◆ **ITEMS**:
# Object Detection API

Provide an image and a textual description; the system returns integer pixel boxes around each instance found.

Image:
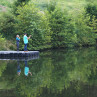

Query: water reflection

[0,48,97,97]
[24,60,32,76]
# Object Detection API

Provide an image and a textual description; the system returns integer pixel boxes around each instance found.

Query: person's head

[16,35,19,37]
[24,33,27,35]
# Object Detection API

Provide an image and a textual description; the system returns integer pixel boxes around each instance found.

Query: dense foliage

[0,0,97,50]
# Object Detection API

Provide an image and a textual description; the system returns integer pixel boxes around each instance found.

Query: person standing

[23,33,31,52]
[16,35,20,51]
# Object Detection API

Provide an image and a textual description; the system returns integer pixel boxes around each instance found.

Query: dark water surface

[0,48,97,97]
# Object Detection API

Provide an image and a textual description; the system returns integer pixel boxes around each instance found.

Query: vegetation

[0,0,97,50]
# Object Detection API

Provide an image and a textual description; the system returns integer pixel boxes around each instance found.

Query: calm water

[0,48,97,97]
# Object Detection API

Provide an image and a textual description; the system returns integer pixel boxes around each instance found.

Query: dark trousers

[24,44,27,51]
[17,42,19,51]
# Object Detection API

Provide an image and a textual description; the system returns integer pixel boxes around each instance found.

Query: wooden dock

[0,51,39,59]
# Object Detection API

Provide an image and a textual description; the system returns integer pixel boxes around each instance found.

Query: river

[0,47,97,97]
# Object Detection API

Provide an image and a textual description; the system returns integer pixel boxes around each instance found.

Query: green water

[0,48,97,97]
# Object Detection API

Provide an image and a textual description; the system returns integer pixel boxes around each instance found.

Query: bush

[15,4,51,50]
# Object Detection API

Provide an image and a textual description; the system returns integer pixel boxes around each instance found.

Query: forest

[0,0,97,50]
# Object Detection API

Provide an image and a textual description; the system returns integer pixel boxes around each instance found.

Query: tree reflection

[2,48,97,97]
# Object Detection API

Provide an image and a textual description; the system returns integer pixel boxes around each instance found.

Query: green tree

[15,4,51,50]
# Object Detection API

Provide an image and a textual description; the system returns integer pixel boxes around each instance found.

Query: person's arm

[28,35,31,39]
[28,70,32,76]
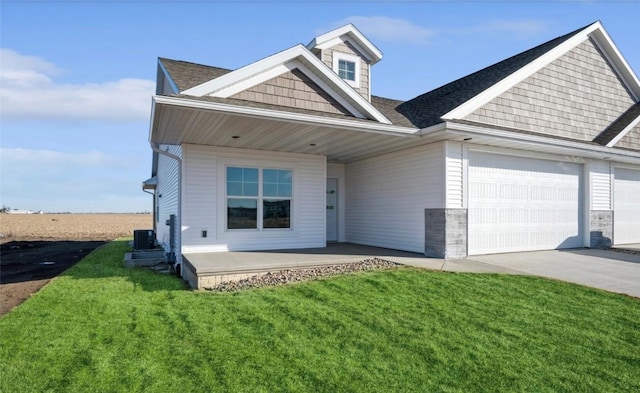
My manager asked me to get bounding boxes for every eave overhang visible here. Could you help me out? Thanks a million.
[149,96,431,163]
[446,121,640,165]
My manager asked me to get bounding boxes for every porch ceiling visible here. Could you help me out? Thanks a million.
[150,102,444,163]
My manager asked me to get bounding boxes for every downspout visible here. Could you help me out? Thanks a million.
[142,188,157,234]
[149,141,182,276]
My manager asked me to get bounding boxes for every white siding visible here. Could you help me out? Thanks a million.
[183,144,326,253]
[445,142,464,209]
[156,145,182,260]
[347,143,445,253]
[588,161,611,210]
[613,168,640,244]
[327,163,347,242]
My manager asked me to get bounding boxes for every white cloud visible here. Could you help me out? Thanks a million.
[0,148,151,212]
[336,16,434,44]
[0,49,155,121]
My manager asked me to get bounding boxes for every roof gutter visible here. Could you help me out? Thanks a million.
[153,95,419,137]
[446,122,640,164]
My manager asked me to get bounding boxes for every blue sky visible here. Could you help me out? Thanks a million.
[0,0,640,212]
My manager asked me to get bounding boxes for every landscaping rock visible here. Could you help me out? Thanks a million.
[205,258,402,292]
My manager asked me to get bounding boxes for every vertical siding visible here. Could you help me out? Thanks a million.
[347,143,444,253]
[588,161,611,210]
[183,145,326,253]
[445,142,464,209]
[466,40,635,141]
[156,145,182,258]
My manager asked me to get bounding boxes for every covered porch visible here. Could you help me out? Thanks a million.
[182,243,444,289]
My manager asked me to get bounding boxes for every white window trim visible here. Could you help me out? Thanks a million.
[222,164,295,232]
[333,51,361,89]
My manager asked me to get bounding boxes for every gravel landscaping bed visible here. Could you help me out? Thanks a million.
[205,258,402,292]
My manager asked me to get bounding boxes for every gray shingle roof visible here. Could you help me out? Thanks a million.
[158,25,590,128]
[593,102,640,145]
[397,25,590,128]
[158,57,232,91]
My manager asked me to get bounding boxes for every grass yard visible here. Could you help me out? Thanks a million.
[0,241,640,393]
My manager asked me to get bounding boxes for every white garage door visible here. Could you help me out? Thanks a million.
[613,168,640,244]
[468,152,584,255]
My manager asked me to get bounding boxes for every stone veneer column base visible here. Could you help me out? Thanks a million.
[589,210,613,248]
[424,209,467,258]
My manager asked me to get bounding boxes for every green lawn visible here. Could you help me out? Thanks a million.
[0,241,640,393]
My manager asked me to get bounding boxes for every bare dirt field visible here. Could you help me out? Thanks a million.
[0,214,153,315]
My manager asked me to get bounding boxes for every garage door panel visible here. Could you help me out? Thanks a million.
[613,168,640,244]
[469,152,583,255]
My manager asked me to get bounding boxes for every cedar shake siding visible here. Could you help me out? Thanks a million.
[320,42,370,101]
[231,69,351,115]
[465,40,637,140]
[615,125,640,150]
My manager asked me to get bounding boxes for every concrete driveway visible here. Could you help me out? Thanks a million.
[460,247,640,298]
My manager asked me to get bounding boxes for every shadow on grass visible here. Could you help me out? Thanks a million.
[62,239,189,291]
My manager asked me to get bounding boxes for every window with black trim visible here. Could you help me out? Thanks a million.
[226,167,293,230]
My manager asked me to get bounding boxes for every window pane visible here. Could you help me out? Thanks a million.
[242,183,258,196]
[262,169,279,183]
[242,168,258,183]
[262,183,278,197]
[227,198,258,229]
[278,171,291,184]
[227,167,258,196]
[227,181,242,196]
[338,60,356,81]
[278,184,291,198]
[262,199,291,228]
[262,169,292,198]
[227,167,242,181]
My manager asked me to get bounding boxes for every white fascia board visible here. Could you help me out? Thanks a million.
[591,22,640,101]
[151,96,420,137]
[307,23,382,64]
[156,59,180,94]
[181,45,391,124]
[446,122,640,164]
[442,22,602,120]
[607,116,640,147]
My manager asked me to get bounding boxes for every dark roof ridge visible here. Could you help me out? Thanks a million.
[158,56,233,72]
[593,101,640,146]
[397,22,598,128]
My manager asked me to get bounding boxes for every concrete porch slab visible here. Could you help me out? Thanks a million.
[182,243,522,288]
[183,243,443,274]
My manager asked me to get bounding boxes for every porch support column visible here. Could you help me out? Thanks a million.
[424,209,468,258]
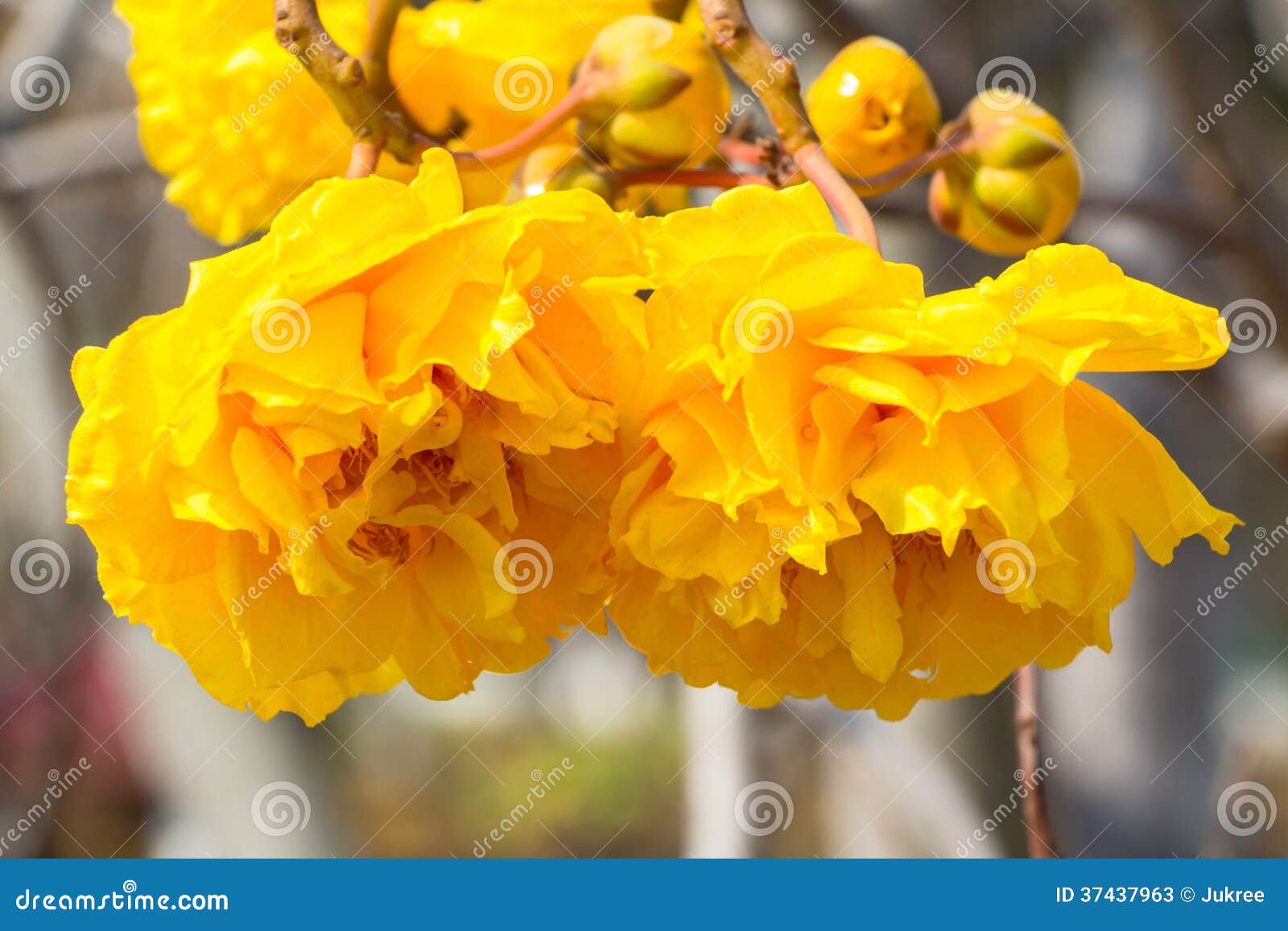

◆ **DO THIS**:
Set out every line of the records above as a numbered list, leaving out blank lines and leaving the pictures out of the answer.

◆ **FULL SOLUTION**:
1. # Object Detection API
2. Provide an image and a textual description; the system returns integer pixel boxes around each instance found.
3. Image:
4. Query: water reflection
5. [0,48,97,97]
6. [24,60,32,76]
7. # Object Detection API
8. Provide an image and a textual description; the system returns integer pixel boxes around each instance found.
9. Query: person's head
10. [16,35,19,37]
11. [24,33,27,35]
12. # Object Detection API
13. Provide an image and a textual description; the system returns integer pixel boxes around each instance found.
14. Query: dense foliage
15. [0,0,97,50]
16. # Object Detection API
17. Provide an image and a textual description; the system returns integer pixel boxes around each instance found.
18. Query: person standing
19. [23,33,31,52]
20. [16,35,20,51]
21. # Object Detection API
22. Provide an image and a textual description; the system returns integer pixel boxes around each instance found.
23. Query: dark water surface
24. [0,48,97,97]
25. # Object Detection API
26. Provide an image and a textual description; the system returns integer pixel boxes around each instance found.
27. Query: vegetation
28. [0,0,97,50]
29. # Object Detection API
30. Provide an image and a textual description; the system returns integer pixel boxes around each instance found.
31. Query: calm water
32. [0,48,97,97]
33. # Object Detection API
34. Provide an image and a textual description; the system returns integer pixel boxes around each instance found.
35. Query: dark trousers
36. [24,44,27,51]
37. [17,42,19,51]
38. # Object Detection API
39. Provide an image and a textual description; the system returns integer pixel boxes around each instance found.
40. Query: wooden dock
41. [0,51,39,59]
42. # Object Detection API
43. Provide an image and a textual description; the system returns integer pixel boxes around each instance found.
44. Query: river
45. [0,47,97,97]
46. # Object Detection API
47. Provide an image and a textual description; the system returns integer pixel boxes around each instance found.
48. Query: green water
49. [0,48,97,97]
50. # Object Detection API
51. Provide an image and a textual description; the system returns integer pixel boxes around each instance found.
52. Query: bush
53. [15,4,51,50]
54. # Object Detection API
55. Provide an image and a textual description; the system returns integer pixel boxes around each instance found.
56. Query: forest
57. [0,0,97,50]
58. # Object Detection API
59. Provide an image and a textual description; the system returns integer pixel boxes around each instance found.
60. Query: tree reflection
61. [2,48,97,97]
62. # Object Detection API
63. Provide an image and a textual description; the system returns integer pixel boxes around each instance found.
64. Query: green tree
65. [15,4,51,50]
66. # Object Detection API
67. Provide an image and a textual description; the system returns integer pixel boxes around each instance found.
68. Query: person's arm
69. [28,35,31,39]
70. [28,70,32,76]
71. My manager asked me to get bounding boxes for every eave overhang visible here. Could you help me out? Thanks a million.
72. [149,96,431,163]
73. [446,121,640,165]
74. My manager asked me to get bounding boxes for every porch ceiling visible here. Could you help me out? Thanks a million.
75. [150,102,444,163]
76. My manager asked me to get bounding boxes for every downspout visible here. Could you help me out? Thanks a million.
77. [142,188,157,234]
78. [149,141,182,276]
79. My manager asked me to get bounding boxes for every white siding visible here. Could you help me out? Thanks a million.
80. [183,144,326,253]
81. [445,142,464,209]
82. [156,145,182,260]
83. [347,143,445,253]
84. [588,161,611,210]
85. [613,168,640,244]
86. [327,163,347,242]
87. My manager asked me to get bounding boxes for every white cloud visible here. Could you help me out? Thanks a million.
88. [0,148,151,212]
89. [336,16,434,44]
90. [0,49,155,121]
91. My manager asked me to get bounding boxes for every roof gutter visible here. Could you help me out? Thanks a million.
92. [153,95,419,137]
93. [446,122,640,164]
94. My manager asked me to get bounding boxes for every blue sky visible here. Could you help me out? Thanks a million.
95. [0,0,640,212]
96. My manager asked me to get bounding boxes for every landscaping rock visible here. Could you help me out? Thanks a million.
97. [205,258,402,292]
98. My manager asked me to get bounding boxes for every vertical siding visible here. Could you help me out? Thanks a million.
99. [347,143,444,253]
100. [588,161,611,210]
101. [183,145,326,253]
102. [445,142,464,209]
103. [466,40,635,141]
104. [156,145,182,258]
105. My manager asked me to get bounding boxes for every covered porch visible here. Could you help me out? Thanks a million.
106. [182,243,444,289]
107. My manager asked me to get bounding boxes for every white window trim visible here. Could you help me out? Thanks a million.
108. [222,164,295,232]
109. [333,51,361,89]
110. My manager asked me to get bounding boxes for every gravel landscaping bed visible here. Could you help me out? Thanks a million.
111. [205,258,402,292]
112. My manager asked me to get bounding boxes for every gray shingle roof visible here. Could you help me out? Thanks a million.
113. [158,25,590,128]
114. [593,102,640,145]
115. [397,25,590,128]
116. [158,57,232,91]
117. My manager asked me to get bounding boxes for every grass yard visible here. Could you help me out? Thanks a million.
118. [0,241,640,393]
119. My manager asked me to get bounding boxes for every white garage door visible here. Could you help me out? Thanks a million.
120. [613,168,640,244]
121. [468,152,584,255]
122. My manager asked me to get bounding boxes for every stone veneer column base visible here. Could you help me out? Thanks a million.
123. [589,210,613,248]
124. [424,209,467,258]
125. My manager asked me to get bounding boxes for every green lawn visible here. Could you help me out? Thanks a million.
126. [0,241,640,393]
127. My manager asked me to get bounding boxes for every bare dirt field visible here. Could you help me out? Thanks a million.
128. [0,214,153,315]
129. My manager asked me to get bounding boxes for every garage door panel visible here. Could you help me out? Thanks a million.
130. [613,168,640,244]
131. [469,152,583,255]
132. My manager asked me to get bounding boxes for every cedar shake siding visible here. Could you help me out? Thanks a million.
133. [320,42,370,101]
134. [231,69,351,115]
135. [465,40,637,140]
136. [615,125,640,150]
137. My manager asked me to get bounding boxes for every concrete driveway visible here. Could you help me out? Thanks a million.
138. [460,247,640,298]
139. My manager asked me to get bounding boxes for every shadow on grass visible here. Could you help me out? Thanks a million.
140. [62,239,189,291]
141. My manager asked me to get bounding boxes for every window with black trim visible here. Could you help me out? Thanks a million.
142. [226,167,293,230]
143. My manager asked me to get bounding boxes for every window pane visible here. Could you help me out? Thanks a million.
144. [242,183,258,196]
145. [262,169,279,183]
146. [242,168,258,183]
147. [262,183,278,197]
148. [227,198,258,229]
149. [278,171,291,184]
150. [227,167,258,196]
151. [227,181,242,196]
152. [338,60,356,81]
153. [278,184,291,198]
154. [262,199,291,228]
155. [262,169,292,198]
156. [227,167,242,181]
157. My manager asked me to get bounding boxes for every white fascia board visible here. Could you help me out? Thanks a million.
158. [591,22,640,101]
159. [151,96,420,137]
160. [307,23,382,64]
161. [156,59,180,94]
162. [181,45,391,124]
163. [446,122,640,164]
164. [442,22,602,120]
165. [607,116,640,147]
166. My manager asked me to get bounding boxes for every dark roof ridge visible here. Could you help me out? Thanks a million.
167. [158,56,233,72]
168. [593,101,640,146]
169. [397,22,598,128]
170. My manager asked me to get bounding boxes for every concrete porch slab visible here. Could you help me out? Thanks a million.
171. [182,243,522,288]
172. [183,243,443,274]
173. My manager asked me to get bounding boxes for every porch support column visible here. Could you help me out? Thanks a million.
174. [424,209,468,258]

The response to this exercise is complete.